De ce fait, nous donnons aux marchés une orientation pour les anticipations de taux, ce qui a une influence sur les taux d’intérêt à long terme. Ainsi, la politique monétaire peut apporter un soutien supplémentaire à l’économie dans la zone euro, même si nos taux directeurs sont déjà très bas. Ce succès est par ailleurs reflété par une étude de la Bundesbank.[6]

Les recherches sur notre communication avec un large public sont, à ce jour, moins avancées. Les études disponibles indiquent que la politique monétaire n’influence guère, de cette manière, les attentes des ménages.[7] Or, leurs attentes en matière d’inflation jouent un rôle important quand il s’agit de changements de prix sur les marchés des biens : lorsque les ménages prennent des décisions concernant leurs achats, les entreprises fixent les prix pour leurs produits ou les employeurs et les syndicats négocient les salaires.

Un accent plus important sur la communication avec la population devrait donc augmenter l’efficacité de la politique monétaire – également par le biais d’une crédibilité accrue[8] et d’une plus grande confiance.

Il y a quelques semaines, Benoît Cœuré rappela dans son dernier discours en tant que membre du Directoire de la BCE cette relation en constatant : « Si la politique monétaire demeure un entretien entre les banques centrales et les marchés financiers, alors nous ne devrions pas être étonnés si les citoyens ne nous font pas confiance. »[9]

Je perçois par ailleurs une deuxième raison essentielle pour améliorer la communication avec la population : la politique monétaire doit rendre compte au public. En effet, des banques centrales indépendantes sont en fait un corps étranger au sein de notre démocratie. Or, les périodes de taux d’inflation élevés ont montré que des banques centrales indépendantes étaient mieux en mesure de garantir la valeur de la monnaie. C’est la raison pour laquelle l’indépendance a sciemment été accordée à titre exceptionnel aux banques centrales. Et c’est pourquoi nous avons l’obligation de rendre compte de la manière dont nous nous acquittons de ce mandat spécial.

(Étiquettes des points d'objets)
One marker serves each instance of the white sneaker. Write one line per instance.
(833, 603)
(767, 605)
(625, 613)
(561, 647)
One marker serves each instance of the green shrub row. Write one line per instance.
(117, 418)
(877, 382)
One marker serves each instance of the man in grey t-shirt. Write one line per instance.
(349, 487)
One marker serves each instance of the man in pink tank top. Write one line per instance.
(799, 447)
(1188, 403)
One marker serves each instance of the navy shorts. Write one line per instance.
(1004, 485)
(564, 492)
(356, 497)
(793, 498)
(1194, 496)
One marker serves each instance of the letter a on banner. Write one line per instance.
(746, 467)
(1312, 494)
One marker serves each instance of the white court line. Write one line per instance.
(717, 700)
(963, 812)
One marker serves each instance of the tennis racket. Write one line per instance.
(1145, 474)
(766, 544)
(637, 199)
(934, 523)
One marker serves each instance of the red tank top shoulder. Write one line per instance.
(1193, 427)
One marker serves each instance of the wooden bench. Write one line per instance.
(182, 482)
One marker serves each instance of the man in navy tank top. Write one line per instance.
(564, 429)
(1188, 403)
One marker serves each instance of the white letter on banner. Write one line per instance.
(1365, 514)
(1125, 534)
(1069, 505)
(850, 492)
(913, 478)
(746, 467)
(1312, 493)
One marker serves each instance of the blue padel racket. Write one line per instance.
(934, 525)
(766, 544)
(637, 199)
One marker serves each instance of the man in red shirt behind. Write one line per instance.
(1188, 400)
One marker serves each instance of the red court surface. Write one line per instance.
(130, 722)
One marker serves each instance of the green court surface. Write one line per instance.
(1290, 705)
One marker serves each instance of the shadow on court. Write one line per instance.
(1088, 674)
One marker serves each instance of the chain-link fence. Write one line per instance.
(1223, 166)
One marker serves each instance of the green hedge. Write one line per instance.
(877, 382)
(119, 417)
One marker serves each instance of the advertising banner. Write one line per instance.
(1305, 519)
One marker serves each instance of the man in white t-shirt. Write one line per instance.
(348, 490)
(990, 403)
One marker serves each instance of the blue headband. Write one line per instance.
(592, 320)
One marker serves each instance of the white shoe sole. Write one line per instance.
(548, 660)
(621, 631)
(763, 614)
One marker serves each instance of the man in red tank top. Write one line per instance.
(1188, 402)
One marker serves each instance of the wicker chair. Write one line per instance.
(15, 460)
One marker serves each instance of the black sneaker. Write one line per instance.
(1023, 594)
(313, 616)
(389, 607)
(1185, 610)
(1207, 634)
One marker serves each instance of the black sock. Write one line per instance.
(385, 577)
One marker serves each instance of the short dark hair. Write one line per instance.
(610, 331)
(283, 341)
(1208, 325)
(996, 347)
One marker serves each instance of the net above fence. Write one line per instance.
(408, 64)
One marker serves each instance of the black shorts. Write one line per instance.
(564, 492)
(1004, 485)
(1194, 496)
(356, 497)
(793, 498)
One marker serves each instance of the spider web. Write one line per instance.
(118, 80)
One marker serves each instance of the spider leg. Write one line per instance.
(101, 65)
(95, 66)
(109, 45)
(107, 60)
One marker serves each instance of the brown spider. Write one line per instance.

▸ **Consignes**:
- A) D'après l'extrait sur la communication de la banque centrale, pourquoi a-t-on accordé l'indépendance aux banques centrales à titre exceptionnel ? Répondez en une à trois phrases.
- B) Recopiez sans rien changer les lignes des données d'entrée, de celle qui contient « One marker serves each instance of the black sock. » jusqu'à la dernière ligne, les deux incluses.
L'extrait et les lignes viennent de sources différentes.

▸ **Corrigé**:
- A) Quand les taux d'inflation étaient élevés, on a vu que les banques centrales indépendantes protégeaient mieux la valeur de la monnaie. C'est pour cette raison qu'on leur a volontairement donné l'indépendance à titre exceptionnel, même si elles sont en fait un corps étranger dans la démocratie.

- B)
One marker serves each instance of the black sock. Write one line per instance.
(385, 577)
One marker serves each instance of the short dark hair. Write one line per instance.
(610, 331)
(283, 341)
(1208, 325)
(996, 347)
One marker serves each instance of the net above fence. Write one line per instance.
(408, 64)
One marker serves each instance of the black shorts. Write one line per instance.
(564, 492)
(1004, 485)
(1194, 496)
(356, 497)
(793, 498)
One marker serves each instance of the spider web. Write one line per instance.
(118, 80)
One marker serves each instance of the spider leg. Write one line per instance.
(101, 65)
(95, 66)
(109, 45)
(107, 60)
One marker serves each instance of the brown spider. Write one line per instance.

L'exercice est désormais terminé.